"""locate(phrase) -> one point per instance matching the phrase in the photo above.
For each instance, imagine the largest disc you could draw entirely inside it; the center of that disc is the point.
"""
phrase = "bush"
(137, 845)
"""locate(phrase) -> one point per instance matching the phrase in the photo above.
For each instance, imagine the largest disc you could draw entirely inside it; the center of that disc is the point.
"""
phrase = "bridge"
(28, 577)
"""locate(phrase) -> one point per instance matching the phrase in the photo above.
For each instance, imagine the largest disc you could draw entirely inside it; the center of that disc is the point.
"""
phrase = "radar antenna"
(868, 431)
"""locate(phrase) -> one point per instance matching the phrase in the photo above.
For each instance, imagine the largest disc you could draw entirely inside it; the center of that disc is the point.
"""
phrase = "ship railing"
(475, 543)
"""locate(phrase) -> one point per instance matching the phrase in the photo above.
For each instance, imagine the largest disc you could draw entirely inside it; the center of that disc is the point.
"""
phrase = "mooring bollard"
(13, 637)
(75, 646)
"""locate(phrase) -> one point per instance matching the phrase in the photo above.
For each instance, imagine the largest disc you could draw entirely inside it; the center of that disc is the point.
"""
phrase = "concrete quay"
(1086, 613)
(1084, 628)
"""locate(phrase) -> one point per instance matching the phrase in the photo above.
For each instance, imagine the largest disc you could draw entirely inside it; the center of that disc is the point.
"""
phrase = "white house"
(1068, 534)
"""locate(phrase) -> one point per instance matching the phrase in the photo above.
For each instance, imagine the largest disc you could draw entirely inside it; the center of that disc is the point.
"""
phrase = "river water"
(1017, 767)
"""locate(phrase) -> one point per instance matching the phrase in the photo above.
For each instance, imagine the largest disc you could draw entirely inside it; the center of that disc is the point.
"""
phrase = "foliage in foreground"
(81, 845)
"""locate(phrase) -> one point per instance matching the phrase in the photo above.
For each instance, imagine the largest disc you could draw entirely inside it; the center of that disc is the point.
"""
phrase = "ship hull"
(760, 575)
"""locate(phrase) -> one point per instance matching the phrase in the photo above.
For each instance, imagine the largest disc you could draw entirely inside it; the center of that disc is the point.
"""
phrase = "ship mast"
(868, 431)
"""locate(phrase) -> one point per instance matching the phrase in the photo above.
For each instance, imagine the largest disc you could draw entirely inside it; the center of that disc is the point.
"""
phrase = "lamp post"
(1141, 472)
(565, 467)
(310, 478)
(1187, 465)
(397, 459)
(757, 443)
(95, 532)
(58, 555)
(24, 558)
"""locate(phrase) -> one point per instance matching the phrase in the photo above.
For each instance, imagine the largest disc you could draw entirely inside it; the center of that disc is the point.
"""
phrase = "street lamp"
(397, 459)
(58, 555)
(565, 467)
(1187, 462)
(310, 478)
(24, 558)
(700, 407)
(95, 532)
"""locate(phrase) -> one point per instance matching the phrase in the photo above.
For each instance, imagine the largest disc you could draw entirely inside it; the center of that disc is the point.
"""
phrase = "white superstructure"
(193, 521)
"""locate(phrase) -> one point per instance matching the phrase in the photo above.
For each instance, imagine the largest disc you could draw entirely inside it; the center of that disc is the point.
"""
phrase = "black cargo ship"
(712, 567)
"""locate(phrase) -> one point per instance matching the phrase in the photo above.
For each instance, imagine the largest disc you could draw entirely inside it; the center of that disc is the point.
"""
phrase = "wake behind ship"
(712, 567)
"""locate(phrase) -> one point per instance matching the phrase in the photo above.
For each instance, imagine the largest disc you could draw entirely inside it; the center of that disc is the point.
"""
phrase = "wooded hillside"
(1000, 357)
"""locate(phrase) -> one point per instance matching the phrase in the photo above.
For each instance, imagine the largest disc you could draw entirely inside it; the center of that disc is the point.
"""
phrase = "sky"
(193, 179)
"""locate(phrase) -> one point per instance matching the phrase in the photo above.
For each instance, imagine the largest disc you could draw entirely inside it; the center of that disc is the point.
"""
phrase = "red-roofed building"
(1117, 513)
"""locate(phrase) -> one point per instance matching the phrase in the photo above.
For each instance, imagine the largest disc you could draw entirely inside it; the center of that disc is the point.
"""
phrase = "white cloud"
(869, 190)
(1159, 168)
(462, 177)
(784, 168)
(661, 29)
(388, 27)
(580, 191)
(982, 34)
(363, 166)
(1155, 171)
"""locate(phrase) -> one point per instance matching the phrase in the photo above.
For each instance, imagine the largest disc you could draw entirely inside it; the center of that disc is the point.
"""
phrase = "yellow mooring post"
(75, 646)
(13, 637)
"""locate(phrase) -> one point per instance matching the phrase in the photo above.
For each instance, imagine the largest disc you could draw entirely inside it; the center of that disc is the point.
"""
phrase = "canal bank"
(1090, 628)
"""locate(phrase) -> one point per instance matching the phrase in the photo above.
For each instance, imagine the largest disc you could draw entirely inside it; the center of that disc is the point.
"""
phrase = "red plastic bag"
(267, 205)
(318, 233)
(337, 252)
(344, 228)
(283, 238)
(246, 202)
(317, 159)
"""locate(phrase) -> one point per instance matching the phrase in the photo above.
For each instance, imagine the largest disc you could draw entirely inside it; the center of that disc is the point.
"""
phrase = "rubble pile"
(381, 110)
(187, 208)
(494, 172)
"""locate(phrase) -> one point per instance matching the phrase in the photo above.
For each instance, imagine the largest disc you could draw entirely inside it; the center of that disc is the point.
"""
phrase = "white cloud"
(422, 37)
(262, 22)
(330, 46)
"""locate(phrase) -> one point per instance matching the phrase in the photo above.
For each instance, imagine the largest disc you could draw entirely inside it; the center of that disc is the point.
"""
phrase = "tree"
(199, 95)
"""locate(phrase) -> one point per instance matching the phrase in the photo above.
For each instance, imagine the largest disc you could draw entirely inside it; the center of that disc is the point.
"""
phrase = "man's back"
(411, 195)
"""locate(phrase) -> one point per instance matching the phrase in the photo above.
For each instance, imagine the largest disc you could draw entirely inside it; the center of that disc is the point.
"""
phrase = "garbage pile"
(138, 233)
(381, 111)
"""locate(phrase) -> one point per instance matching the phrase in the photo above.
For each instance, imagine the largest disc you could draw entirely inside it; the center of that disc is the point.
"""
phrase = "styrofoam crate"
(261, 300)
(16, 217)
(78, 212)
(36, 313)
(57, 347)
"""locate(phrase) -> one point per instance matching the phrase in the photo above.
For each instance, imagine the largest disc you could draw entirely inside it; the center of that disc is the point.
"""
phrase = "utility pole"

# Work order:
Every line of the listing is to be transcribed exactly.

# Reply:
"""locate(phrase) -> one point per instance matching the phrase in the photo above.
For each instance, imagine the largest disc you could draw entirely inside it; the center of that disc is the point.
"""
phrase = "bush"
(137, 845)
"""locate(phrase) -> one point per instance matching the phrase in the photo above.
For each instance, imagine the largest disc you could draw entirely inside it; the center of that disc is the point.
"""
phrase = "bridge"
(28, 577)
"""locate(phrase) -> one point per instance matching the phrase in the photo above.
For each instance, imagine the largest disc you could draw entirely inside it; the center of that disc is the point.
"""
phrase = "radar antenna"
(868, 431)
"""locate(phrase) -> one point per instance matching the phrase in the photo above.
For each instance, imagine the largest disc you could draw entirely inside it; the center of that disc is the point.
"""
phrase = "ship railing"
(475, 543)
"""locate(phrase) -> one point per instance matching the phrase in the photo above.
For each instance, imagine the largest disc you could draw entirely inside it; the center of that disc is the point.
"""
phrase = "mooring bollard"
(13, 637)
(75, 646)
"""locate(phrase) -> one point per instance matching the phrase in the photo above.
For each instance, imagine the largest disc you could draw entirely inside it; the center of that disc is the point.
"""
phrase = "concrete quay"
(1086, 613)
(1084, 628)
"""locate(phrase) -> one point per instance matching the phrase in the photo above.
For each instance, imagine the largest disc you could draw entirely inside it; the center of that disc is the point.
"""
phrase = "white house"
(1068, 534)
"""locate(phrase) -> one point per instance matching the phrase in the photo above.
For each instance, imagine the largest disc you could draw entirely inside it; the center of that disc is the point.
"""
phrase = "river water"
(1017, 767)
"""locate(phrase) -> one point per instance matching the phrase in the photo above.
For each instance, imagine the largest disc you could draw entirely inside it; the center of that disc is the point.
"""
phrase = "foliage in foreground"
(81, 845)
"""locate(phrase) -> one point per instance matching the phrase in the photo above.
For each instance, imagine the largest disc you could draw entirely inside it; the center of that disc is the point.
"""
phrase = "ship hull"
(760, 575)
"""locate(phrase) -> one point per instance matching the phrase in the photo above.
For each instance, imagine the largest disc you could draw entirely inside it; the center of that disc is the point.
"""
phrase = "ship mast"
(868, 431)
"""locate(phrase) -> one point per instance matching the phrase in the photo above.
For each instance, imagine the largest disc you could draw entirely inside it; the center of that disc is the point.
"""
phrase = "lamp post"
(1141, 472)
(565, 467)
(310, 478)
(1187, 465)
(397, 459)
(757, 443)
(95, 532)
(58, 555)
(24, 558)
"""locate(phrase) -> one point per instance matching the phrase in the photo above.
For each instance, imagine the largest disc you could draw entirely inside it; the center of that disc is the point.
"""
phrase = "street lamp"
(397, 459)
(58, 555)
(565, 467)
(1187, 462)
(310, 478)
(24, 558)
(700, 407)
(95, 532)
"""locate(phrase) -> one point per instance matching the phrase in the photo above.
For each instance, imagine the largest disc you could draw entirely inside it; the center of that disc is the point.
"""
phrase = "white superstructure"
(193, 521)
"""locate(phrase) -> one point per instance matching the phrase in the photo above.
For each instance, imagine the largest disc you could draw entirely inside it; the center of that disc is the point.
"""
phrase = "black cargo ship"
(712, 567)
"""locate(phrase) -> one point per instance matching the phrase in the photo above.
For each instance, imagine the largest disc you could draw entirely inside it; the center of that disc is the point.
"""
phrase = "wake behind ship"
(712, 567)
"""locate(phrase) -> one point per instance matching the phrase in the photo above.
For each instance, imagine the largest disc you could draw entirely inside it; the center of that disc is the point.
"""
phrase = "wooded hillside"
(1000, 357)
"""locate(phrase) -> one point per instance matching the phrase in the photo above.
For each instance, imagine the largest disc you could draw entirely inside it; the center of that disc is the point.
"""
phrase = "sky"
(193, 179)
"""locate(phrase) -> one point per instance matching the phrase in the photo above.
For each instance, imagine the largest disc you could draw entirely inside it; the center of that disc is the point.
"""
phrase = "red-roofed building"
(1117, 513)
"""locate(phrase) -> one point per instance matching the phrase in the photo above.
For each instance, imagine the largest disc you could draw entirely inside it; the center of that disc is the point.
"""
phrase = "white cloud"
(869, 190)
(1159, 168)
(462, 177)
(784, 168)
(661, 29)
(388, 27)
(580, 191)
(982, 34)
(363, 166)
(1155, 171)
"""locate(phrase) -> one point per instance matching the phrase in the photo above.
For each instance, imagine the largest disc you could draw entirely inside it; the center of that disc is the point.
"""
phrase = "yellow mooring post"
(75, 646)
(13, 637)
"""locate(phrase) -> one point per instance matching the phrase in the photo above.
For each instance, imagine the largest disc you could draw entirely inside it; the center of that disc is the point.
"""
phrase = "canal bank"
(1090, 628)
"""locate(phrase) -> one point per instance matching the phrase in the photo above.
For each instance, imagine the largest disc you could draw entirely inside it; the center of that disc is the point.
"""
phrase = "red plastic bag"
(267, 205)
(318, 233)
(337, 252)
(344, 228)
(283, 238)
(246, 202)
(317, 159)
"""locate(phrase) -> one point per instance matching the phrase in the photo above.
For each instance, imagine the largest disc you could draw entirely inside it; the center of that disc is the point.
"""
phrase = "rubble pile"
(381, 110)
(187, 208)
(494, 172)
"""locate(phrase) -> one point per instance matching the phrase in the photo above.
For each instance, imagine the largest disc you could draw entirely inside it; the center of that disc is the point.
"""
phrase = "white cloud"
(422, 37)
(262, 22)
(330, 46)
"""locate(phrase) -> one point per instance matching the phrase in the photo above.
For each instance, imagine the largest disc you could draw entirely inside it; the center of that disc is the point.
"""
phrase = "tree"
(199, 95)
"""locate(phrase) -> one point per instance matching the phrase in the photo above.
For each instance, imagine the largest disc you could draw entirely inside it; the center of that disc is the point.
"""
phrase = "man's back"
(411, 195)
"""locate(phrase) -> one point per instance matching the phrase in the photo above.
For each instance, imagine the largest disc you could draw entirely inside it; the center of that disc is the point.
"""
phrase = "garbage pile"
(138, 233)
(381, 111)
"""locate(phrase) -> one point per instance matching the phrase in the photo above.
For each instance, imagine the largest disc you could draw entirely inside it; the center of that disc is the point.
"""
phrase = "styrofoam crate"
(261, 300)
(16, 217)
(78, 212)
(36, 313)
(57, 347)
"""locate(phrase) -> one point per instance matching the phrase in the photo above.
For each instance, imagine the largest disc you could draw entirely inside it; the center of that disc is the point.
"""
phrase = "utility pole"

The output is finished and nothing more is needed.